→ **SUPPLIED MATERIAL**:

——

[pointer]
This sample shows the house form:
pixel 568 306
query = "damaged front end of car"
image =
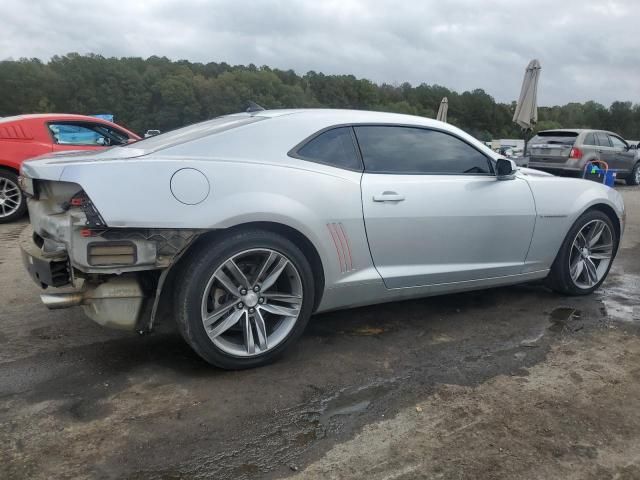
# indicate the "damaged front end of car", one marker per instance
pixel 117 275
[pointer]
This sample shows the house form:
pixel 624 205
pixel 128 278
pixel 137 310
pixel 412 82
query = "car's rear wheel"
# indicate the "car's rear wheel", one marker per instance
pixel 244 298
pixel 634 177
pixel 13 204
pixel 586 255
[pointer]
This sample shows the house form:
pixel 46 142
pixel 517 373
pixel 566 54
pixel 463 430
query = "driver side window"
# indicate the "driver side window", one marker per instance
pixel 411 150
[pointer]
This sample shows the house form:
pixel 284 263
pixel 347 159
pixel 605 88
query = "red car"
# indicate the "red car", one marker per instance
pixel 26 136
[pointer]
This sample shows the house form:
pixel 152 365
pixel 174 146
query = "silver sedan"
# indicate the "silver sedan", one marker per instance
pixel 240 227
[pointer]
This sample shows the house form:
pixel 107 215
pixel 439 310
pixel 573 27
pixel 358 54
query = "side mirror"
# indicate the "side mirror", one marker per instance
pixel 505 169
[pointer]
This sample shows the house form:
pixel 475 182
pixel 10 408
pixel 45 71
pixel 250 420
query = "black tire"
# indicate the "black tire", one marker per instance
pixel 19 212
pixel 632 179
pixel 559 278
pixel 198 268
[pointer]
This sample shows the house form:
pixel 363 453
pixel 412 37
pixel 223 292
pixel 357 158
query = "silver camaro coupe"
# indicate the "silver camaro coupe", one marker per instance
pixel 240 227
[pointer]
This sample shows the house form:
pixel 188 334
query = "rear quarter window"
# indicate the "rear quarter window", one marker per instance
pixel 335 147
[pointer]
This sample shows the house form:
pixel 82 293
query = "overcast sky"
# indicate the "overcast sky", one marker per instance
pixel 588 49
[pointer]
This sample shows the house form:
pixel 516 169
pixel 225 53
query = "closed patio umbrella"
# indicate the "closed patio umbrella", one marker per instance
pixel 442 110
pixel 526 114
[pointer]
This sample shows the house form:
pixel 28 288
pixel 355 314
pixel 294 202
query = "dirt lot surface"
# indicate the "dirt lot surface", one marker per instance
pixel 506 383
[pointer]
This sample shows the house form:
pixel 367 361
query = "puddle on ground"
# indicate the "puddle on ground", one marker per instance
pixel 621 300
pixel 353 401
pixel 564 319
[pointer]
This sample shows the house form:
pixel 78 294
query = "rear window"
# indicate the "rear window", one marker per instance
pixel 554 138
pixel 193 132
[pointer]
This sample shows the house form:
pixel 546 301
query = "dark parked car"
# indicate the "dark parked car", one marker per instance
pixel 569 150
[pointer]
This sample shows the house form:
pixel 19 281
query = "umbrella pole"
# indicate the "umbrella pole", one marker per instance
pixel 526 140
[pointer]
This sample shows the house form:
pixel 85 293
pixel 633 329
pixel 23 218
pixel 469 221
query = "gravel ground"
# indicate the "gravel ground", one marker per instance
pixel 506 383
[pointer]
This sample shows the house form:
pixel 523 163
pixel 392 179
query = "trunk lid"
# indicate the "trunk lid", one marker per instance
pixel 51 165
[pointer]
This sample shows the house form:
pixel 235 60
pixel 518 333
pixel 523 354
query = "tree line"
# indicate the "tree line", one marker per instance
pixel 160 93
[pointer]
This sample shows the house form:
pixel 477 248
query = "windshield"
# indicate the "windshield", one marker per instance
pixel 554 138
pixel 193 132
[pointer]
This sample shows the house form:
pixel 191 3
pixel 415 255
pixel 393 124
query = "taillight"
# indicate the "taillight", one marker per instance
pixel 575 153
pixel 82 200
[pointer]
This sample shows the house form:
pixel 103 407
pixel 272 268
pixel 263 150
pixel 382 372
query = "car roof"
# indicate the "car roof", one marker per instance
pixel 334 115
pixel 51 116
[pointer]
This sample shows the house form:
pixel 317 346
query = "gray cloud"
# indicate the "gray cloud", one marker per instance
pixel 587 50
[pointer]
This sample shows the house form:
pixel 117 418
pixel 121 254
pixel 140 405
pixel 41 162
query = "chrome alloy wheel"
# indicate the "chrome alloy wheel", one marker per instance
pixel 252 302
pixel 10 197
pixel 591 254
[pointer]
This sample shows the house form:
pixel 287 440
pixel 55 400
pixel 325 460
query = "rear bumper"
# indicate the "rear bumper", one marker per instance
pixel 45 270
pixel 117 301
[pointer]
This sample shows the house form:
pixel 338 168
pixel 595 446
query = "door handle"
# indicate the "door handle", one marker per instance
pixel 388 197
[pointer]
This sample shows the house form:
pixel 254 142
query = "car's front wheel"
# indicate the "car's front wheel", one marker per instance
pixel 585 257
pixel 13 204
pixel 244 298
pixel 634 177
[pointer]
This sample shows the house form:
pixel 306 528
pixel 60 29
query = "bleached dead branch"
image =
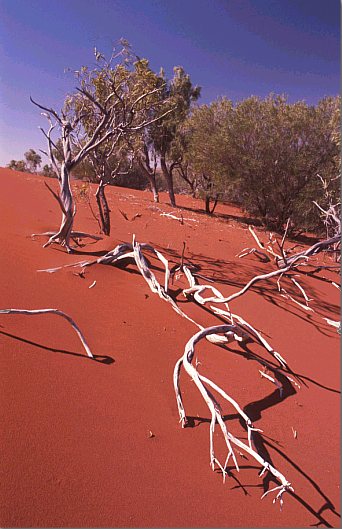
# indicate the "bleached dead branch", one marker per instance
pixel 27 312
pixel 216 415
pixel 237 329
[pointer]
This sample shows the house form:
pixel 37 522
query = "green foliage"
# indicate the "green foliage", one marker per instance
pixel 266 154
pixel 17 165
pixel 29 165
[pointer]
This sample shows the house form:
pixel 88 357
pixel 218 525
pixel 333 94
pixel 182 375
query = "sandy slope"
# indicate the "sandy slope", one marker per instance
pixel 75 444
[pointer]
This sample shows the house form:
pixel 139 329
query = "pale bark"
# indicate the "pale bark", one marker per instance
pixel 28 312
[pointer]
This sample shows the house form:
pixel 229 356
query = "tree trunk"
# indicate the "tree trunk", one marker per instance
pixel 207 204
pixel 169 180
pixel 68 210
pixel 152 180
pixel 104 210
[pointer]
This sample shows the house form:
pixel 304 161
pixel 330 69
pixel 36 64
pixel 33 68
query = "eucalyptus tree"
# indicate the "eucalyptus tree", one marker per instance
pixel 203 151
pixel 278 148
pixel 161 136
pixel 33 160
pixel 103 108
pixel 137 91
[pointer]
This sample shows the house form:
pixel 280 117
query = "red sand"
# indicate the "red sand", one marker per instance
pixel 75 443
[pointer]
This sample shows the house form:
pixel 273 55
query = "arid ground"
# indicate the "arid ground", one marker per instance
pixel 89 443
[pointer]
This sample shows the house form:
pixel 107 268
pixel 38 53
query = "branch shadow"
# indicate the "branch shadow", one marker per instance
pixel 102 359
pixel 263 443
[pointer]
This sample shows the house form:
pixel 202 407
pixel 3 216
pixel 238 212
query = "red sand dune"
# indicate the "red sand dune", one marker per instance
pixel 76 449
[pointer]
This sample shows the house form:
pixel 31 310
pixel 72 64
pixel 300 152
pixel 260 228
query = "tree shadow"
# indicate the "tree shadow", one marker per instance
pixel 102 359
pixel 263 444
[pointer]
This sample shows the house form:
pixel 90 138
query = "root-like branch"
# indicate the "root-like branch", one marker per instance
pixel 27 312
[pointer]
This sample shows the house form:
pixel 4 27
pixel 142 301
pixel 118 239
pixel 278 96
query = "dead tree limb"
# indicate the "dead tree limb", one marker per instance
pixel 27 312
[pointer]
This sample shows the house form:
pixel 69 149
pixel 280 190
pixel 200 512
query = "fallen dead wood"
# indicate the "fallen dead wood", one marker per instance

——

→ **YOUR GOAL**:
Can you render every line of the records above as a JSON list of strings, one string per line, with blank lines dropped? Leave the pictures out of the answer.

→ **ANSWER BELOW**:
[
  "[pointer]",
  "This sample shows the house form:",
  "pixel 568 306",
  "query = \"damaged front end of car\"",
  "image =",
  "# indicate the \"damaged front end of car\", one marker per instance",
  "pixel 117 275",
  "[pointer]",
  "This sample shows the house form:",
  "pixel 624 205",
  "pixel 128 278",
  "pixel 137 310",
  "pixel 412 82",
  "query = \"car's rear wheel\"",
  "# indicate the \"car's rear wheel\", one marker per instance",
  "pixel 244 298",
  "pixel 634 177",
  "pixel 13 204",
  "pixel 586 255",
  "[pointer]",
  "This sample shows the house form:",
  "pixel 46 142",
  "pixel 517 373",
  "pixel 566 54",
  "pixel 463 430",
  "query = \"driver side window\"",
  "# indicate the \"driver side window\", one marker per instance",
  "pixel 411 150",
  "[pointer]",
  "This sample shows the house form:",
  "pixel 284 263",
  "pixel 347 159",
  "pixel 605 88",
  "query = \"red car\"",
  "# indicate the \"red car\", one marker per instance",
  "pixel 26 136",
  "[pointer]",
  "This sample shows the house form:",
  "pixel 152 365",
  "pixel 174 146",
  "query = \"silver sedan\"",
  "# indicate the \"silver sedan\", one marker per instance",
  "pixel 240 227",
  "[pointer]",
  "This sample shows the house form:",
  "pixel 107 215",
  "pixel 439 310",
  "pixel 573 27",
  "pixel 358 54",
  "query = \"side mirror\"",
  "# indicate the \"side mirror\", one marker per instance",
  "pixel 505 169",
  "[pointer]",
  "This sample shows the house form:",
  "pixel 475 182",
  "pixel 10 408",
  "pixel 45 71",
  "pixel 250 420",
  "query = \"black tire\"",
  "# indicate the \"black tire\", one marker per instance",
  "pixel 19 212",
  "pixel 632 179",
  "pixel 559 278",
  "pixel 198 268",
  "[pointer]",
  "This sample shows the house form:",
  "pixel 363 453",
  "pixel 412 37",
  "pixel 223 292",
  "pixel 357 158",
  "query = \"silver camaro coupe\"",
  "# indicate the \"silver camaro coupe\", one marker per instance",
  "pixel 240 227",
  "[pointer]",
  "This sample shows the house form:",
  "pixel 188 334",
  "query = \"rear quarter window\"",
  "# indicate the \"rear quarter window\", one marker per instance",
  "pixel 335 147",
  "[pointer]",
  "This sample shows the house form:",
  "pixel 82 293",
  "query = \"overcast sky\"",
  "# indicate the \"overcast sky\", one marker per instance",
  "pixel 588 49",
  "[pointer]",
  "This sample shows the house form:",
  "pixel 516 169",
  "pixel 225 53",
  "query = \"closed patio umbrella\"",
  "# indicate the \"closed patio umbrella\", one marker per instance",
  "pixel 442 110",
  "pixel 526 114",
  "[pointer]",
  "This sample shows the house form:",
  "pixel 28 288",
  "pixel 355 314",
  "pixel 294 202",
  "query = \"dirt lot surface\"",
  "# indicate the \"dirt lot surface\", one marker per instance",
  "pixel 506 383",
  "[pointer]",
  "This sample shows the house form:",
  "pixel 367 361",
  "query = \"puddle on ground\"",
  "# indicate the \"puddle on ground\", one marker per instance",
  "pixel 621 300",
  "pixel 353 401",
  "pixel 564 319",
  "[pointer]",
  "This sample shows the house form:",
  "pixel 78 294",
  "query = \"rear window\"",
  "# indicate the \"rear window\", one marker per instance",
  "pixel 554 138",
  "pixel 193 132",
  "[pointer]",
  "This sample shows the house form:",
  "pixel 546 301",
  "query = \"dark parked car\"",
  "# indicate the \"dark parked car\", one marker per instance",
  "pixel 569 150",
  "[pointer]",
  "This sample shows the house form:",
  "pixel 19 281",
  "query = \"umbrella pole\"",
  "# indicate the \"umbrella pole\", one marker per instance",
  "pixel 526 140",
  "[pointer]",
  "This sample shows the house form:",
  "pixel 85 293",
  "pixel 633 329",
  "pixel 23 218",
  "pixel 469 221",
  "query = \"gravel ground\"",
  "# indicate the \"gravel ground\", one marker per instance",
  "pixel 506 383",
  "[pointer]",
  "This sample shows the house form:",
  "pixel 523 163",
  "pixel 392 179",
  "query = \"trunk lid\"",
  "# indicate the \"trunk lid\", one marker per instance",
  "pixel 51 165",
  "[pointer]",
  "This sample shows the house form:",
  "pixel 235 60",
  "pixel 518 333",
  "pixel 523 354",
  "query = \"tree line\"",
  "# indicate the \"tree line\", one marker per instance",
  "pixel 160 93",
  "[pointer]",
  "This sample shows the house form:",
  "pixel 477 248",
  "query = \"windshield\"",
  "# indicate the \"windshield\", one marker per instance",
  "pixel 554 138",
  "pixel 193 132",
  "[pointer]",
  "This sample shows the house form:",
  "pixel 191 3",
  "pixel 415 255",
  "pixel 393 124",
  "query = \"taillight\"",
  "# indicate the \"taillight\", one marker per instance",
  "pixel 575 153",
  "pixel 82 200",
  "[pointer]",
  "This sample shows the house form:",
  "pixel 103 407",
  "pixel 272 268",
  "pixel 263 150",
  "pixel 382 372",
  "query = \"car roof\"",
  "# indicate the \"car roof\", one marker per instance",
  "pixel 334 115",
  "pixel 51 116",
  "[pointer]",
  "This sample shows the house form:",
  "pixel 317 346",
  "query = \"gray cloud\"",
  "# indicate the \"gray cloud\", one marker per instance",
  "pixel 587 50",
  "[pointer]",
  "This sample shows the house form:",
  "pixel 117 418",
  "pixel 121 254",
  "pixel 140 405",
  "pixel 41 162",
  "query = \"chrome alloy wheel\"",
  "# indicate the \"chrome alloy wheel\", one marker per instance",
  "pixel 252 302",
  "pixel 10 197",
  "pixel 591 254",
  "[pointer]",
  "This sample shows the house form:",
  "pixel 287 440",
  "pixel 55 400",
  "pixel 325 460",
  "query = \"rear bumper\"",
  "# indicate the \"rear bumper\", one marker per instance",
  "pixel 45 270",
  "pixel 117 301",
  "[pointer]",
  "This sample shows the house form:",
  "pixel 338 168",
  "pixel 595 446",
  "query = \"door handle\"",
  "# indicate the \"door handle\", one marker per instance",
  "pixel 388 197",
  "[pointer]",
  "This sample shows the house form:",
  "pixel 254 142",
  "query = \"car's front wheel\"",
  "# indicate the \"car's front wheel\", one marker per instance",
  "pixel 585 257",
  "pixel 13 204",
  "pixel 244 298",
  "pixel 634 177",
  "[pointer]",
  "This sample shows the house form:",
  "pixel 306 528",
  "pixel 60 29",
  "query = \"bleached dead branch\"",
  "image =",
  "# indicate the \"bleached dead branch\", one marker per instance",
  "pixel 27 312",
  "pixel 216 415",
  "pixel 237 329",
  "[pointer]",
  "This sample shows the house form:",
  "pixel 37 522",
  "query = \"green foliage\"",
  "# indicate the \"green foliage\", one marker per instance",
  "pixel 266 154",
  "pixel 17 165",
  "pixel 29 165",
  "[pointer]",
  "This sample shows the house form:",
  "pixel 88 357",
  "pixel 218 525",
  "pixel 333 94",
  "pixel 182 375",
  "query = \"sandy slope\"",
  "# indicate the \"sandy slope\", one marker per instance",
  "pixel 75 444",
  "[pointer]",
  "This sample shows the house form:",
  "pixel 139 329",
  "query = \"pale bark\"",
  "# indicate the \"pale bark\", one marker per instance",
  "pixel 28 312",
  "[pointer]",
  "This sample shows the house form:",
  "pixel 229 356",
  "query = \"tree trunk\"",
  "# indicate the \"tree trunk\", one marker per instance",
  "pixel 207 204",
  "pixel 169 180",
  "pixel 68 210",
  "pixel 152 180",
  "pixel 104 210",
  "[pointer]",
  "This sample shows the house form:",
  "pixel 304 161",
  "pixel 330 69",
  "pixel 36 64",
  "pixel 33 68",
  "query = \"eucalyptus tree\"",
  "# indicate the \"eucalyptus tree\", one marker per instance",
  "pixel 203 151",
  "pixel 278 148",
  "pixel 161 136",
  "pixel 33 160",
  "pixel 103 108",
  "pixel 137 91",
  "[pointer]",
  "This sample shows the house form:",
  "pixel 280 117",
  "query = \"red sand\"",
  "# indicate the \"red sand\", one marker per instance",
  "pixel 75 443",
  "[pointer]",
  "This sample shows the house form:",
  "pixel 273 55",
  "query = \"arid ground\"",
  "# indicate the \"arid ground\", one marker per instance",
  "pixel 89 443",
  "[pointer]",
  "This sample shows the house form:",
  "pixel 107 268",
  "pixel 38 53",
  "query = \"branch shadow\"",
  "# indicate the \"branch shadow\", one marker per instance",
  "pixel 102 359",
  "pixel 263 443",
  "[pointer]",
  "This sample shows the house form:",
  "pixel 202 407",
  "pixel 3 216",
  "pixel 238 212",
  "query = \"red sand dune\"",
  "# indicate the \"red sand dune\", one marker per instance",
  "pixel 76 449",
  "[pointer]",
  "This sample shows the house form:",
  "pixel 31 310",
  "pixel 72 64",
  "pixel 300 152",
  "pixel 260 228",
  "query = \"tree shadow\"",
  "# indicate the \"tree shadow\", one marker per instance",
  "pixel 102 359",
  "pixel 263 444",
  "[pointer]",
  "This sample shows the house form:",
  "pixel 90 138",
  "query = \"root-like branch\"",
  "# indicate the \"root-like branch\", one marker per instance",
  "pixel 27 312",
  "[pointer]",
  "This sample shows the house form:",
  "pixel 4 27",
  "pixel 142 301",
  "pixel 118 239",
  "pixel 278 96",
  "query = \"dead tree limb\"",
  "# indicate the \"dead tree limb\", one marker per instance",
  "pixel 27 312",
  "[pointer]",
  "This sample shows the house form:",
  "pixel 69 149",
  "pixel 280 190",
  "pixel 200 512",
  "query = \"fallen dead wood\"",
  "# indicate the \"fallen dead wood\", one marker per instance"
]